| Given request |
Pull out every line in the listing below that contains the word "dark", and copy each one as it appears.

(Entries from a dataset)
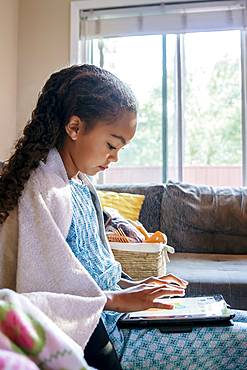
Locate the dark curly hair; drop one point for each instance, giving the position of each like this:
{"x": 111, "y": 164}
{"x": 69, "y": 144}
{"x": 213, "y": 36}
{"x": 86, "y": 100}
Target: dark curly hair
{"x": 89, "y": 92}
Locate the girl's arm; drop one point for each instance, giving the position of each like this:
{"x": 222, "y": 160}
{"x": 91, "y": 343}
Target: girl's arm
{"x": 140, "y": 297}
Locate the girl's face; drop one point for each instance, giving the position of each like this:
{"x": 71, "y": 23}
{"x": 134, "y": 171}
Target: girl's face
{"x": 94, "y": 151}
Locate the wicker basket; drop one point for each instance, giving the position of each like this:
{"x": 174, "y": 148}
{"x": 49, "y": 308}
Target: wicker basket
{"x": 142, "y": 260}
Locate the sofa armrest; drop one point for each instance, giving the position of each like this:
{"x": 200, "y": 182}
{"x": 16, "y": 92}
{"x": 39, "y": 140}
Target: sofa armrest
{"x": 203, "y": 219}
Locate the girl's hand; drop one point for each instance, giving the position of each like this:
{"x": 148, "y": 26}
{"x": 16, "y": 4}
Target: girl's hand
{"x": 141, "y": 297}
{"x": 169, "y": 279}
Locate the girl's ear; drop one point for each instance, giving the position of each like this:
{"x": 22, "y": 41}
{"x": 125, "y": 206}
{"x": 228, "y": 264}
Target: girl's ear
{"x": 74, "y": 127}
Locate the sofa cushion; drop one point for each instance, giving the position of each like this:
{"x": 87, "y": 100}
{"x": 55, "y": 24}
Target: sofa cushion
{"x": 213, "y": 274}
{"x": 204, "y": 219}
{"x": 150, "y": 213}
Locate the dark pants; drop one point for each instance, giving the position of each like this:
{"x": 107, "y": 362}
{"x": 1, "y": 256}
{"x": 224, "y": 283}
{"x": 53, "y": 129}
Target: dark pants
{"x": 99, "y": 351}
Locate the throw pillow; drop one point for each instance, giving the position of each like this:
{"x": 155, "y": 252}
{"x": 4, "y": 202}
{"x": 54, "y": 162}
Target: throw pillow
{"x": 128, "y": 205}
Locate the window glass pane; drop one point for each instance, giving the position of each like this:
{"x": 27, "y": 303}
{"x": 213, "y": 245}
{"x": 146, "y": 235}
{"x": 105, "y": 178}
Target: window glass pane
{"x": 138, "y": 62}
{"x": 212, "y": 116}
{"x": 172, "y": 143}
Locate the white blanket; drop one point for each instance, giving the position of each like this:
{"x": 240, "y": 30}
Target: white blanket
{"x": 34, "y": 255}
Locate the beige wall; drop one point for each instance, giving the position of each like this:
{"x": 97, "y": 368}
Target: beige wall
{"x": 8, "y": 74}
{"x": 43, "y": 47}
{"x": 34, "y": 42}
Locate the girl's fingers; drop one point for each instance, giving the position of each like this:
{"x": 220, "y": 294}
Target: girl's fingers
{"x": 161, "y": 292}
{"x": 170, "y": 279}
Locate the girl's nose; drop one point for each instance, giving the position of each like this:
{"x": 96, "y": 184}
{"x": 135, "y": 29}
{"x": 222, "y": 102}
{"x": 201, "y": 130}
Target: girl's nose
{"x": 114, "y": 156}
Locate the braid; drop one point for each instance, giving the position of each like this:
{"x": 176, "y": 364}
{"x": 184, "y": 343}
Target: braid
{"x": 86, "y": 91}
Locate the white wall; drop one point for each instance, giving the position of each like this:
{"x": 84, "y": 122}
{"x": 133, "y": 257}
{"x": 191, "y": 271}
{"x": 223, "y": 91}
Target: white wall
{"x": 8, "y": 74}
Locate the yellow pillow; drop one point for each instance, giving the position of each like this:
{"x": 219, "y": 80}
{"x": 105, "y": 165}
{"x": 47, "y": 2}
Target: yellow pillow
{"x": 128, "y": 205}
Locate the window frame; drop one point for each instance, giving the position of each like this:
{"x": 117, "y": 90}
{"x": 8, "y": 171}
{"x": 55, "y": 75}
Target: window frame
{"x": 80, "y": 54}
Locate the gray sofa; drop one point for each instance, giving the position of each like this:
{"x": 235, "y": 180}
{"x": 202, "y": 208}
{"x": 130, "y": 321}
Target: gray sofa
{"x": 208, "y": 229}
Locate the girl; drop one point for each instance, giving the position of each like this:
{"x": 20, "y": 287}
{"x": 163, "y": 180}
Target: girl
{"x": 52, "y": 225}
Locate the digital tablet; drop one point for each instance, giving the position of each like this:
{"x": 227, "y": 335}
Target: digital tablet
{"x": 187, "y": 313}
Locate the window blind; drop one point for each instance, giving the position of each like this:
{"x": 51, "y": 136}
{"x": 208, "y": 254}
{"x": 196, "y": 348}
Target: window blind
{"x": 161, "y": 18}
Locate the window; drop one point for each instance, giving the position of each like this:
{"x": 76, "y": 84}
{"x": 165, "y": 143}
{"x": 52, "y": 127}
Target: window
{"x": 191, "y": 93}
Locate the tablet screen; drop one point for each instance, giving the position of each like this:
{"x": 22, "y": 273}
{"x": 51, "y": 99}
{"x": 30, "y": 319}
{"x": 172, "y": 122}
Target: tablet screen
{"x": 185, "y": 308}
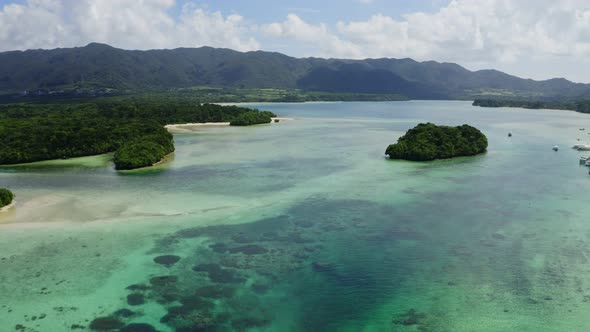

| Response to the exercise |
Locate the dark curly hair; drop one point for each instance, giving the position of each like this:
Target: dark curly hair
Locate the dark pants; drop one point for each instance, giving the position of each like this:
Target: dark pants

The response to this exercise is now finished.